Excerpt:
---*---

And because no one is coming to this blog these days to read the blah-blah-blah from me, here is a photo of Missy at three weeks old.



Our part-time-for-the-summer nanny starts this week so hopefully I will have time to catch up on the computer and all of your blogs. I apologize that I have been M.I.A.

10 comments:

Waiting Amy said...

First, she is BEAUTIFUL.

I think you should publish the birth story if you are open to sharing it. Even though your blog started as infertility, this is part of your story. And I have heard many women say those stories give them hope.

Even if we only ever hear the highlights, it sounds like you did a smash-up job. She is here safe and sound, so that is what matters most. Congratulations sweetie! I'm thrilled for you and Cowboy!

Geohde said...

Your daughter is beautiful. :)

It sounds like you did a fantastic job with the birth,

J

Lori Lavender Luz said...

I'm so pleased to lay eyes on her. What a beauty. Cowboy has a good supply of baseball bats, right? (To chase the boys away).

---*---

Problem to solve: Rewrite the blog post's passage starting at "I think you" and ending at "Geohde said...", substituting "wonderful job" for "smash-up job". The data that comes next has no connection to the blog post.

---*---

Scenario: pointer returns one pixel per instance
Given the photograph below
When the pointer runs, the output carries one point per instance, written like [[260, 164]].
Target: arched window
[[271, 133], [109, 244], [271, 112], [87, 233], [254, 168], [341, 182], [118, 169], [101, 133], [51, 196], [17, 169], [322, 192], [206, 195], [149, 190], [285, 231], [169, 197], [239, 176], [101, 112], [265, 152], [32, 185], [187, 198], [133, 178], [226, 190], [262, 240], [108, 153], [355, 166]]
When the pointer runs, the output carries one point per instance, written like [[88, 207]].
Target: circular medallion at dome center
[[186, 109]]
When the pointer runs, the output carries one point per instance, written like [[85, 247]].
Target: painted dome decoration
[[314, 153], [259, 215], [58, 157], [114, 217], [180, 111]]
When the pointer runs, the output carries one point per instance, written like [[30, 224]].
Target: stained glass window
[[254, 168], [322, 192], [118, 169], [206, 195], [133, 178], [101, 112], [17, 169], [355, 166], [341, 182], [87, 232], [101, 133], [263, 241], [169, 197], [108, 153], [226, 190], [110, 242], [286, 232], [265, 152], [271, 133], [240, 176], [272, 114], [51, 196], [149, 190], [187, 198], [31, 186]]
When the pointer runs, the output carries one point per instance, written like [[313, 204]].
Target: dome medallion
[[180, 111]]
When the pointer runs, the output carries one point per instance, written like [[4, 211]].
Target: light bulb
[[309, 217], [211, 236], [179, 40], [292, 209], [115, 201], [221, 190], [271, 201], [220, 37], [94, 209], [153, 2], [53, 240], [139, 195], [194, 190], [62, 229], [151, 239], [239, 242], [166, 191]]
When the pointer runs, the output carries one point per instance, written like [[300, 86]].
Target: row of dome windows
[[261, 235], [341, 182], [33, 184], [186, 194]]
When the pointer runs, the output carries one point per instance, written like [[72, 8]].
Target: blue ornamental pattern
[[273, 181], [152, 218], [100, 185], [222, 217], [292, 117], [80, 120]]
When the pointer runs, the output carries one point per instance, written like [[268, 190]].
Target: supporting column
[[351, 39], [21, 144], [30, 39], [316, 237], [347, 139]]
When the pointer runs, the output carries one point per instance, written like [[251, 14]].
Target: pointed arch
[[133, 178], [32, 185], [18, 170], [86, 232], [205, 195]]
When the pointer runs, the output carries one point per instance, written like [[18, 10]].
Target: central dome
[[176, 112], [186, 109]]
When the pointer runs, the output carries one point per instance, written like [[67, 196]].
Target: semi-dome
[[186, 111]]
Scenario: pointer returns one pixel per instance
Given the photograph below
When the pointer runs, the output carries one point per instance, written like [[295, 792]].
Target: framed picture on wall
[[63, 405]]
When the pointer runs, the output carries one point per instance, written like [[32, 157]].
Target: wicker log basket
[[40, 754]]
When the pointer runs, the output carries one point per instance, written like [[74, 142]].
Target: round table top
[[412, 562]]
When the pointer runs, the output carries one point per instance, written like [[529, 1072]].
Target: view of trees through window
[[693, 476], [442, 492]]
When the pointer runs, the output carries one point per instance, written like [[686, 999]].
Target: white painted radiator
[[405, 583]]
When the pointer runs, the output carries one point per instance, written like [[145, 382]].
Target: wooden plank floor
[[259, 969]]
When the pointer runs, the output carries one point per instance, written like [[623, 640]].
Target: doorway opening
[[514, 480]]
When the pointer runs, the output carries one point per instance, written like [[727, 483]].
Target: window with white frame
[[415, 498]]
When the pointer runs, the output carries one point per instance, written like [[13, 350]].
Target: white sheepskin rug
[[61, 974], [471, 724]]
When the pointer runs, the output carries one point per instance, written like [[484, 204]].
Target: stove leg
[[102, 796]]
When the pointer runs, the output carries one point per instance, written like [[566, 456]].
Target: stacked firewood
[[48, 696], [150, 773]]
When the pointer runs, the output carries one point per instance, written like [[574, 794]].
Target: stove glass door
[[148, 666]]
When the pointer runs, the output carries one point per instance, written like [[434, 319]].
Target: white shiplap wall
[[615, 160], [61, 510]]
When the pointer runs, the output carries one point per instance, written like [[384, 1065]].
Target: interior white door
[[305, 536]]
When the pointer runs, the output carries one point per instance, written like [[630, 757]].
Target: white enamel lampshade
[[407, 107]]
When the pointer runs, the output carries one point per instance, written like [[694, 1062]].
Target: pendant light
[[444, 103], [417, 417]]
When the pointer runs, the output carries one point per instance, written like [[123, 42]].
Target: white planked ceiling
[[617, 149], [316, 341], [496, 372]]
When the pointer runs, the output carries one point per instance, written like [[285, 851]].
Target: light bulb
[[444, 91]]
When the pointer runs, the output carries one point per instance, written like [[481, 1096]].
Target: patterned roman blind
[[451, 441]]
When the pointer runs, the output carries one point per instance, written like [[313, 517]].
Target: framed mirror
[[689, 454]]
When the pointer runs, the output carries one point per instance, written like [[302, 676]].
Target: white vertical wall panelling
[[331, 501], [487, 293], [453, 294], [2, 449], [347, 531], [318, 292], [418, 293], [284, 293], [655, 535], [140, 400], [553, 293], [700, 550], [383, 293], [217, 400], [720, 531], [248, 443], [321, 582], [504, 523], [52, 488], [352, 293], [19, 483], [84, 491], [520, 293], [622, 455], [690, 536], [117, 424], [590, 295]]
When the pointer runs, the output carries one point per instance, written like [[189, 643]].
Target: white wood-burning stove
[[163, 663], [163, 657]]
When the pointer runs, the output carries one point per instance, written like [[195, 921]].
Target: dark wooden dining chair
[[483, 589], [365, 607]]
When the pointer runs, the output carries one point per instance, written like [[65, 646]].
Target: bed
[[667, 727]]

---*---

The solution:
I think you should publish the birth story if you are open to sharing it. Even though your blog started as infertility, this is part of your story. And I have heard many women say those stories give them hope.

Even if we only ever hear the highlights, it sounds like you did a wonderful job. She is here safe and sound, so that is what matters most. Congratulations sweetie! I'm thrilled for you and Cowboy!

Geohde said...